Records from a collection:
start
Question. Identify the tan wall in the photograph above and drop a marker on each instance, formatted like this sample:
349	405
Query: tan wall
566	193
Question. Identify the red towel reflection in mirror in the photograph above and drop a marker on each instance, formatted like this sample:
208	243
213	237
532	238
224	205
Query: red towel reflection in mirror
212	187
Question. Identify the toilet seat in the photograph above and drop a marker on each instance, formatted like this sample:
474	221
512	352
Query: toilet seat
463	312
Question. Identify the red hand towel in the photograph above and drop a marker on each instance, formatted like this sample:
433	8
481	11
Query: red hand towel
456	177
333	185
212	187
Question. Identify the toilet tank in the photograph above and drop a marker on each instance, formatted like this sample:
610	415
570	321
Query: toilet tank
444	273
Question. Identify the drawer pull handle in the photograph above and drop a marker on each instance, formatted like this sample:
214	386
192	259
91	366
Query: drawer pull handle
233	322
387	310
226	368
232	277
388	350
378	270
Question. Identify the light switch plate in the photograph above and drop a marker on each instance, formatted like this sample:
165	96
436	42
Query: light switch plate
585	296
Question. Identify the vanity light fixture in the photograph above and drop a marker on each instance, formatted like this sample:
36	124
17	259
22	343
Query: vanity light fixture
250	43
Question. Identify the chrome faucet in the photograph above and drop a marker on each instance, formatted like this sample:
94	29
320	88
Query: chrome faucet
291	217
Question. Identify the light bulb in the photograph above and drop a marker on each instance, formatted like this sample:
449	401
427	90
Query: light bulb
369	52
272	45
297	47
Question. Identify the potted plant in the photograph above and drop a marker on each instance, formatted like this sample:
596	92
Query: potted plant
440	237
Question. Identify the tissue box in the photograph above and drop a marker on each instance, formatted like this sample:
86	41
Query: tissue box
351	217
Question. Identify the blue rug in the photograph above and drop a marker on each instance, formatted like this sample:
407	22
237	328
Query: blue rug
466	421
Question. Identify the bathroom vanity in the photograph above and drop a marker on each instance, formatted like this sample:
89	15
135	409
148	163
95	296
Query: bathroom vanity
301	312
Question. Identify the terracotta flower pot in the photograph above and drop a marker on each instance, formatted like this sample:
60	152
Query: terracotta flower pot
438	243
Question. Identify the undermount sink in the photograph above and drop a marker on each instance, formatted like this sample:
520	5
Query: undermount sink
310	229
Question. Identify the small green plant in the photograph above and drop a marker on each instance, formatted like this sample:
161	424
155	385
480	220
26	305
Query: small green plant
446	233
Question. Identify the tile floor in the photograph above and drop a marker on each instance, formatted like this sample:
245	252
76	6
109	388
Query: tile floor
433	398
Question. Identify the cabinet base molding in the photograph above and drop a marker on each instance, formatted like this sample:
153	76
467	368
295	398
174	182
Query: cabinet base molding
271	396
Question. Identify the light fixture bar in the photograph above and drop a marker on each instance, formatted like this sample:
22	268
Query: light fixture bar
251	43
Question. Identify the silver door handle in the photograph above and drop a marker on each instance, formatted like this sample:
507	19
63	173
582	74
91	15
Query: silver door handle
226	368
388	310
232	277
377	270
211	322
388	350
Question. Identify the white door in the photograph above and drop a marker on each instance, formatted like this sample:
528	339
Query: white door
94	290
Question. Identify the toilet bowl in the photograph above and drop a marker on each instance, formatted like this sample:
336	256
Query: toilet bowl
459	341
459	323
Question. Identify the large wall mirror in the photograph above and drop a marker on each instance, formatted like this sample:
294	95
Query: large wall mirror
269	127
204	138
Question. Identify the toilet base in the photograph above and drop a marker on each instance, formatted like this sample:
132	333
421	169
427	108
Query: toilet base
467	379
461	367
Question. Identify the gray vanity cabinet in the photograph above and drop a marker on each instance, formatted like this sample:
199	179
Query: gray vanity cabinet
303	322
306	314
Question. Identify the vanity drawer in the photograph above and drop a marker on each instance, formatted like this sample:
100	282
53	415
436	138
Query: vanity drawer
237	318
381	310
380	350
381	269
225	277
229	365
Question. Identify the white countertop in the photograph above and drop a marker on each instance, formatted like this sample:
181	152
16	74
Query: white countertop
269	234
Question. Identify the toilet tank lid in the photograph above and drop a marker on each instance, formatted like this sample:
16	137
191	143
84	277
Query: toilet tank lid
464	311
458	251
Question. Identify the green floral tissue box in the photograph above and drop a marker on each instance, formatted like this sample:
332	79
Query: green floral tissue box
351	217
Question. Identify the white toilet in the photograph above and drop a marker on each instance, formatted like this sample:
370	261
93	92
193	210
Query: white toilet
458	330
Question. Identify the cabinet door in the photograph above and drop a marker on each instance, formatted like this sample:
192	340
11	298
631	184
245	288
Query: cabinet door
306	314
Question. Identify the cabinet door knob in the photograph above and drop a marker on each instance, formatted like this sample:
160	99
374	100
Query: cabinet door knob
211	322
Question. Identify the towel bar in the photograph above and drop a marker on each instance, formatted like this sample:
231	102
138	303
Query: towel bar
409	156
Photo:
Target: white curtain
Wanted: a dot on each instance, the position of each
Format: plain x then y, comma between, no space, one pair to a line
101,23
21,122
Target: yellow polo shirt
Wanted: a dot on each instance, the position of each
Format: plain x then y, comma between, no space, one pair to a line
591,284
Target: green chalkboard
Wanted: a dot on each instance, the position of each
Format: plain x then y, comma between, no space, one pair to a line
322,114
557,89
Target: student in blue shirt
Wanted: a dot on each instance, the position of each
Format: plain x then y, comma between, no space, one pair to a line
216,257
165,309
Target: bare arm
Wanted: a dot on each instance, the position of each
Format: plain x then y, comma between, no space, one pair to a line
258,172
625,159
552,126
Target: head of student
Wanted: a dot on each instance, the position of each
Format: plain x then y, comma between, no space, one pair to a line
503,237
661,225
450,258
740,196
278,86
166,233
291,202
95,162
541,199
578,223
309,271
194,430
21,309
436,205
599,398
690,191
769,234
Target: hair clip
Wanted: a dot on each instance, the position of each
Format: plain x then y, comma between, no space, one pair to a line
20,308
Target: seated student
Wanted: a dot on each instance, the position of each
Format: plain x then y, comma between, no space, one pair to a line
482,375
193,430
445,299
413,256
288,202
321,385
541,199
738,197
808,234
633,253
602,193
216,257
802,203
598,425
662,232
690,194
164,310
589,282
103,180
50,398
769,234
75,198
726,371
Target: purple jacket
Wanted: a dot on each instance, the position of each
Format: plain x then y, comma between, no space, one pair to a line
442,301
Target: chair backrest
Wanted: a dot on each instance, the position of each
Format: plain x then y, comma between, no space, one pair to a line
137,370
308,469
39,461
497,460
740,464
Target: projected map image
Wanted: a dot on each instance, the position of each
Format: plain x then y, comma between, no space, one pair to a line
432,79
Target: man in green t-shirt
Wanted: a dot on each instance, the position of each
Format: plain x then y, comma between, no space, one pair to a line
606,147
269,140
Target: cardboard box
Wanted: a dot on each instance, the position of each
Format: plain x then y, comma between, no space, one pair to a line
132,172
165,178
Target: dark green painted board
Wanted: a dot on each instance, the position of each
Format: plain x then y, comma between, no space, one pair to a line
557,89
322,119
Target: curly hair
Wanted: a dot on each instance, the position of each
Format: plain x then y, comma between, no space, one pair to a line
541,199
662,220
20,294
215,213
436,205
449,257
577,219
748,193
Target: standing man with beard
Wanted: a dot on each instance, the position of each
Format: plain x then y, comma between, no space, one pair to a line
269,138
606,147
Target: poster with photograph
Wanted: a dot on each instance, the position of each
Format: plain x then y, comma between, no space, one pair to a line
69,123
end
_Written problem_
Write the lines out verbatim, from the one with "Target: cardboard box" through the last line of the entries, and stop there.

_Result for this task_
Target: cardboard box
Wanted: a dot on each instance, the position of each
Format: plain x then y, comma between, no space, one pair to a line
132,172
165,178
Target: dark green painted board
Wanted: a dot on each instance, the position of each
Format: plain x then y, comma between, no space, one pair to a line
557,89
322,119
Target: curly hair
Wanted: a dot on each instance, the position of each
Format: plain x then y, comma between, no space, one pair to a line
541,199
662,220
20,294
215,213
436,205
449,257
577,219
748,193
Target: standing man with beard
Wanted: a dot on each instance, the position of each
Format: plain x then y, comma between, no space, one pair to a line
269,138
606,147
Target: poster with photograph
Wanted: a dot on each instance, the position of each
Format: plain x then y, comma between, no space, one pair to a line
69,123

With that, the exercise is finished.